● **REQUIRED TASKS**:
- A) Write down the passage of the small business bailout article that opens with the words containing "Treasury Officials Discuss" and closes with "news sources reported.", copying it word for word.
- B) Carry the article about the Treasury's small business bailout plan forward from the point where it ends.

● **PAGE EXCERPT**:
* * *

Treasury Officials Discuss Small Business Bailout, Sources Say
Written by Ken Gaebler
A new bailout program focused on small businesses is being discussed by treasury officials, one which will be financed by TARP funds.
The Obama administration has good news for small business owners struggling to meet their financing needs, as White House officials have said that a small business bailout may be in the works.
The plan - proposed by Gene Sperling, a top advisor to treasury secretary Timothy Geithner - would make some of the $700-billion TARP program funds available to small businesses through the Small Business Administration's 7(a) loan program, multiple news sources reported.
This would allow small businesses access to loans underwritten by the government, at lower rates and with fewer restrictions, to finance growth or short-term debt management.
The news follows increasing concerns that the bailout is not doing enough to help small businesses, which employ 60 to 80 percent of the nation's workers, according to data from the SBA.

* * *

● **GIVEN INFORMATION**:
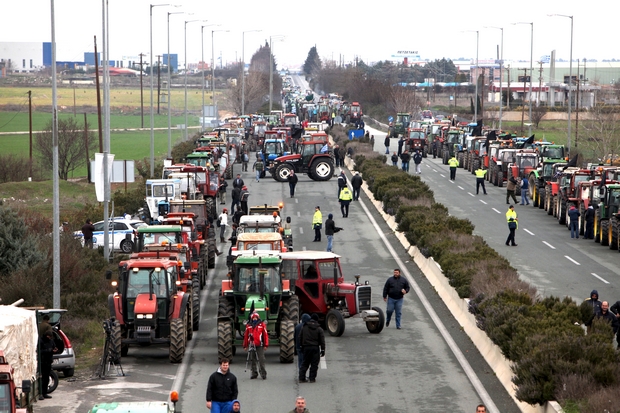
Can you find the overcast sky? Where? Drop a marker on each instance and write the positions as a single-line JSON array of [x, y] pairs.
[[370, 30]]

* * *

● **SOLVED TASKS**:
- A)
Treasury Officials Discuss Small Business Bailout, Sources Say
Written by Ken Gaebler
A new bailout program focused on small businesses is being discussed by treasury officials, one which will be financed by TARP funds.
The Obama administration has good news for small business owners struggling to meet their financing needs, as White House officials have said that a small business bailout may be in the works.
The plan - proposed by Gene Sperling, a top advisor to treasury secretary Timothy Geithner - would make some of the $700-billion TARP program funds available to small businesses through the Small Business Administration's 7(a) loan program, multiple news sources reported.

- B)
"We still have good businesses whose credit lines have been cut and need liquidity," SBA administrator Karen Mills told the Wall Street Journal. "I think there will be continuous discussions until we're out of this whole liquidity and bank crisis, because small businesses are going to be the engine that takes us out of this recession."
With less than $100 billion of the $757-billion stimulus package spent, according to Forbes, and the unemployment rate rising to 9.5 percent last month, this initiative is the latest option in a push to increase the effectiveness of the bailout program.